Prompt: Restate every entry word for word.

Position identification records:
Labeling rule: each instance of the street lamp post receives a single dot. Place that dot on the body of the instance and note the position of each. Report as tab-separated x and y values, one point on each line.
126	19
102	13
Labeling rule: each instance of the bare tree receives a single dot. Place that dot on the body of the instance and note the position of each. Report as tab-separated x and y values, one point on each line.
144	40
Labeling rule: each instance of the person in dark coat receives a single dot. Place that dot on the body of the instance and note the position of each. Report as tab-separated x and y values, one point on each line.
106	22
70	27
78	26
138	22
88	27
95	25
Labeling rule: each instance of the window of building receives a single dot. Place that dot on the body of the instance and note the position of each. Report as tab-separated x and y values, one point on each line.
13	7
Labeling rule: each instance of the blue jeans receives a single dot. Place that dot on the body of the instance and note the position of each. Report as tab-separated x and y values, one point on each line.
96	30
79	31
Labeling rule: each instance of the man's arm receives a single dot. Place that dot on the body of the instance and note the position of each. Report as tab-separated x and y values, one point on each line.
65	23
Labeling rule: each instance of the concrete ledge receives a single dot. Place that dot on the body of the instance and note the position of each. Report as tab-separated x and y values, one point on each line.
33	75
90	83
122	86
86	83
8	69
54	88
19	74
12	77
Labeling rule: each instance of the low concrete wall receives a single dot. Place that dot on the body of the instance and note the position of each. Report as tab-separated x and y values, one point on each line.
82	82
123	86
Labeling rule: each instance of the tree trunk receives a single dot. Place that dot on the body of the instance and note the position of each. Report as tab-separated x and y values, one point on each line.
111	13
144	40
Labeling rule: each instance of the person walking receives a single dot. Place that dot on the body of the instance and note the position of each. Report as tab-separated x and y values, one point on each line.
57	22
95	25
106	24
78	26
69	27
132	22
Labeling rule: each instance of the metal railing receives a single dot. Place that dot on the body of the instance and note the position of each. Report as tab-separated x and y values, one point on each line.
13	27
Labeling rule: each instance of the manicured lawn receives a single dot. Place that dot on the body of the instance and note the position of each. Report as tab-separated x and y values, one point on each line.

Answer in full:
Labeling rule: each instance of the street lamp post receives a single dot. Place that dot on the body of the instance and note the position of each. Report as tab-separated x and y values, one point on each line.
126	19
102	13
Labeling rule: each instance of the bare tree receives a single dot. Place that dot on the body of the instance and note the position of each. Report as tab-separated x and y values, one point on each line.
144	40
Labeling rule: each instance of the person in dark coat receives a single dot. Place that dot on the body of the instance and note the position of each. Report as tab-separated x and y values, one point on each line.
106	22
70	27
78	26
138	22
88	27
95	25
Labeling rule: each instance of the window of building receives a single dot. Place that dot on the body of the instance and note the position of each. Report as tab-separated x and y values, one point on each line.
13	7
Labeling rule: each instance of the blue jeans receives a single dot. Place that dot on the body of the instance and note the position of each. Report as tab-separated x and y values, one point on each line.
96	30
79	31
Labeling rule: each instance of the man's arm receives a single dot. Place that dot on the body of the instance and note the position of each. Report as tab-separated x and y values, one point on each line.
65	23
Labeling rule: each instance of the concrete ledge receives a single dot. Place that dot on the body of the instance and note the position of each. Report as tab-separated x and y values, one point on each line.
33	75
90	83
122	86
86	83
8	69
54	88
19	74
12	77
Labeling rule: each instance of the low concrete wall receives a single dot. Place that dot on the body of the instance and note the position of each. Report as tab-separated x and y values, one point on each line.
82	82
123	86
Labeling rule: each instance of the tree trunk receives a single dot. Place that dot on the body of the instance and note the position of each. Report as tab-separated x and y values, one point on each line.
111	13
144	40
Labeling rule: each instance of the person walking receives a single dot. Place that dot on the body of the instance and note the position of each. Report as tab-separated x and y values, one point on each line.
57	22
95	25
106	24
78	26
69	27
132	22
Labeling rule: each instance of the metal railing receives a single dot. Place that dot on the body of the instance and note the position of each. Report as tab-separated x and y values, one point on each line.
13	27
Labeling rule: each instance of the manicured lawn receives a single dot. Place that dot on the body of the instance and note the position of each. Report as tab-separated x and y values, one point on each line.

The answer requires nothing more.